Count how many lines in the entries below contain the word "green", matching case exactly. Give only the number.

(DATASET EXTRACT):
.....
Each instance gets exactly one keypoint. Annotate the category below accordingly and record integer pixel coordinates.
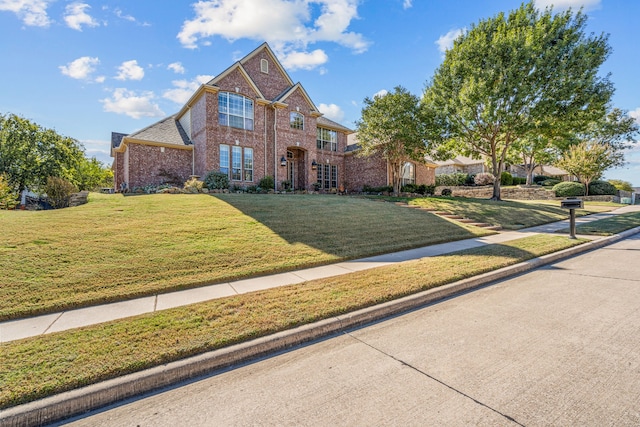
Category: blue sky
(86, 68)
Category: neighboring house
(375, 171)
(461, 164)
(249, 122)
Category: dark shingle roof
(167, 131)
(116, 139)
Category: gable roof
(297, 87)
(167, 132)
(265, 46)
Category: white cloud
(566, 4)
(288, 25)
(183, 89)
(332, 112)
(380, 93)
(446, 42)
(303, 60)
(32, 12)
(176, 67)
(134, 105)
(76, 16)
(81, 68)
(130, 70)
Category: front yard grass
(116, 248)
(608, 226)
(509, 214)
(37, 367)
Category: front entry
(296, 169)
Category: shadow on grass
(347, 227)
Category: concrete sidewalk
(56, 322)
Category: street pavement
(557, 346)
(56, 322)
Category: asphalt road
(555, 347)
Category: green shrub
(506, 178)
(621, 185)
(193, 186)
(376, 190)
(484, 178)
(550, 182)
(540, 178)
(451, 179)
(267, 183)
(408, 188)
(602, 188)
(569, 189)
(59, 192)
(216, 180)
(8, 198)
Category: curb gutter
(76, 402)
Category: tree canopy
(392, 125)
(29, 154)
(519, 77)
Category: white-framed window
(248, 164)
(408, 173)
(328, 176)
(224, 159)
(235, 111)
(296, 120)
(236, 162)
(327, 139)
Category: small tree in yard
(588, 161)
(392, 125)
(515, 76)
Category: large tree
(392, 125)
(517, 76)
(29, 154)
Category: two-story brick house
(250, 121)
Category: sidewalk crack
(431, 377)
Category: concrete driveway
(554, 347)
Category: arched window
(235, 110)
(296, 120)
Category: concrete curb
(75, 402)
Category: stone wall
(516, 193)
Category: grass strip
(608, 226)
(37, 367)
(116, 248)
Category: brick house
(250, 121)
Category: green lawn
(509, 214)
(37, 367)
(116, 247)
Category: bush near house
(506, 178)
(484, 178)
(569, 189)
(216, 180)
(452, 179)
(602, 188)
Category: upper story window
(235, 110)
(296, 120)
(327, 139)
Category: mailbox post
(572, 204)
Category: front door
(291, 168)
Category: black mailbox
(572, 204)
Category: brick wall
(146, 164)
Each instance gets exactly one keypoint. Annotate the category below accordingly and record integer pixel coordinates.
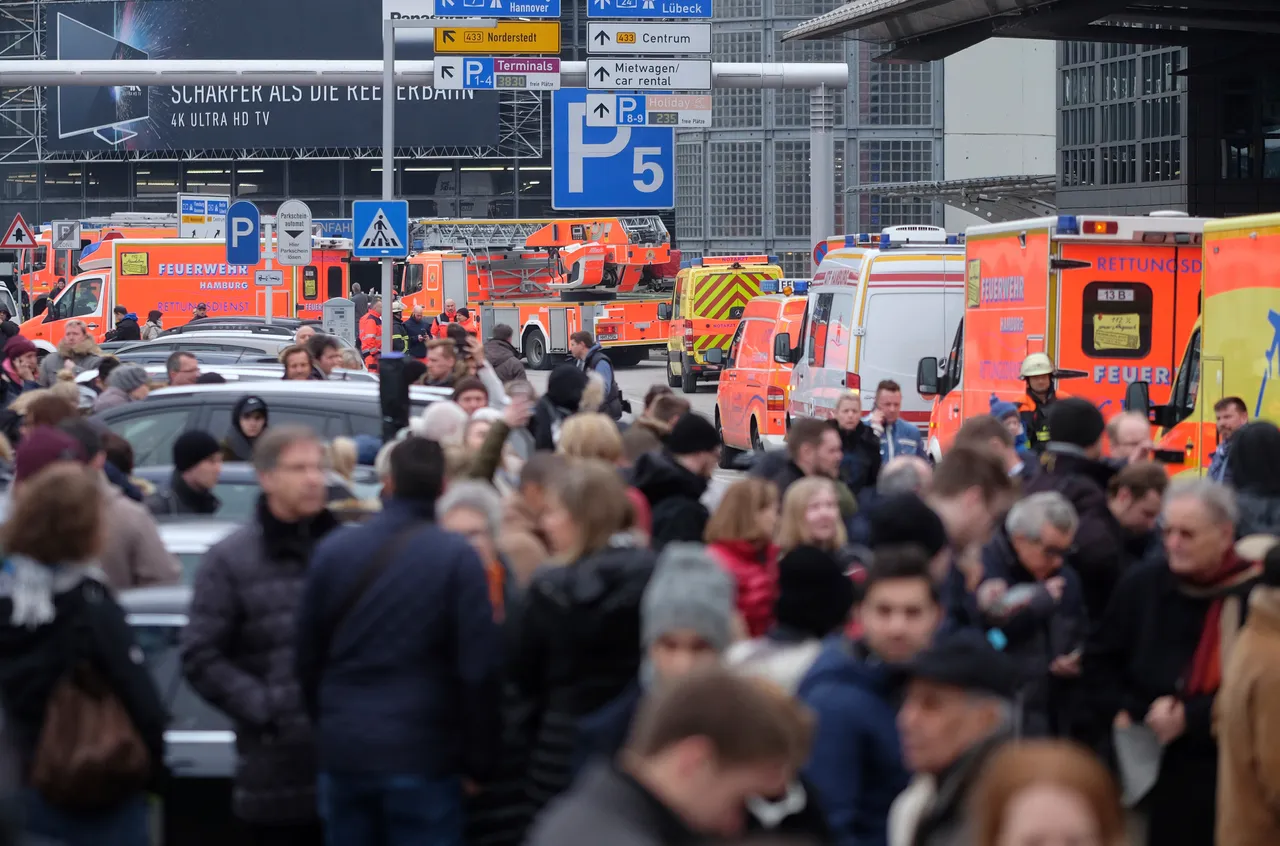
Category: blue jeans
.....
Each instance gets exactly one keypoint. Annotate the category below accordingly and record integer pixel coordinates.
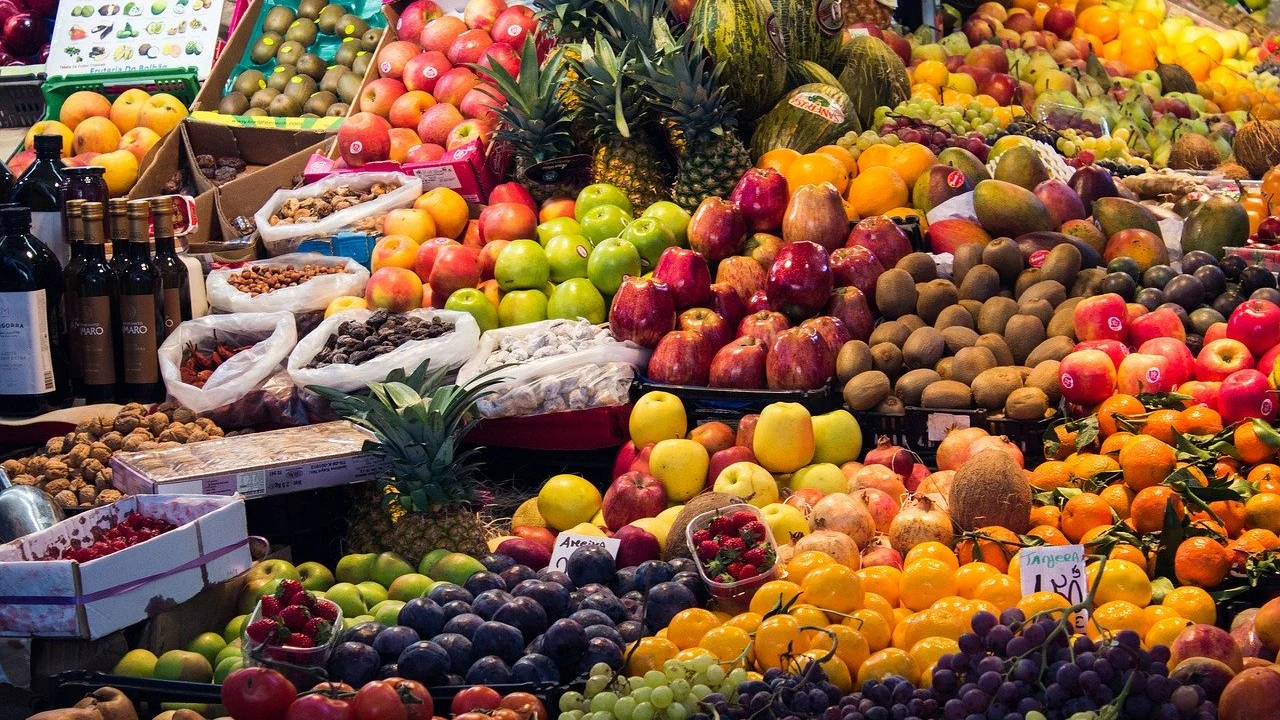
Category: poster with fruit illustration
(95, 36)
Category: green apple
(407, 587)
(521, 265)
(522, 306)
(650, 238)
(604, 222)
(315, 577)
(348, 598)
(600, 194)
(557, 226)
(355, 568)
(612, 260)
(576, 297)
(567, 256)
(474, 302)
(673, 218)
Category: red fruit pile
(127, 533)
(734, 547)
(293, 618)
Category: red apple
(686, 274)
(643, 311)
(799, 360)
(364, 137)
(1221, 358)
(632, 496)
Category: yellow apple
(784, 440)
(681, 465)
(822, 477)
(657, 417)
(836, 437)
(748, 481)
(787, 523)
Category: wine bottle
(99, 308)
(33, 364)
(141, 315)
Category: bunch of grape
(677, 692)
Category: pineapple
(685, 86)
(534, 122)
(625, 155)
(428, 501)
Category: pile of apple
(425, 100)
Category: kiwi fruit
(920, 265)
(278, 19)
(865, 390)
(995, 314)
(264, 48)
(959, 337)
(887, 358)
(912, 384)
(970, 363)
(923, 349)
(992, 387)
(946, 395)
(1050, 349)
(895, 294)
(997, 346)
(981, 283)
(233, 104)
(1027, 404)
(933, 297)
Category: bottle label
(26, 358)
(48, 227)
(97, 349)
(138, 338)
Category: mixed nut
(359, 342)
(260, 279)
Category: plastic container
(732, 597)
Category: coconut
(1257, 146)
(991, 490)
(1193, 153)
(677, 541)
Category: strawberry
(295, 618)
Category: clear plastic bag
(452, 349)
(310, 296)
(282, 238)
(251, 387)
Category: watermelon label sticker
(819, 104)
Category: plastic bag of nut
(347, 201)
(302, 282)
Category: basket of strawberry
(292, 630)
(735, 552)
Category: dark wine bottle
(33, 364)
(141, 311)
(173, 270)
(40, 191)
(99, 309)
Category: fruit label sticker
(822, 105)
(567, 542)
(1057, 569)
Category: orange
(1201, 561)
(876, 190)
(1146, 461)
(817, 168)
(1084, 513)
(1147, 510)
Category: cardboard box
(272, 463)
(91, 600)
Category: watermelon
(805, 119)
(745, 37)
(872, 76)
.....
(TASK RESPONSE): 3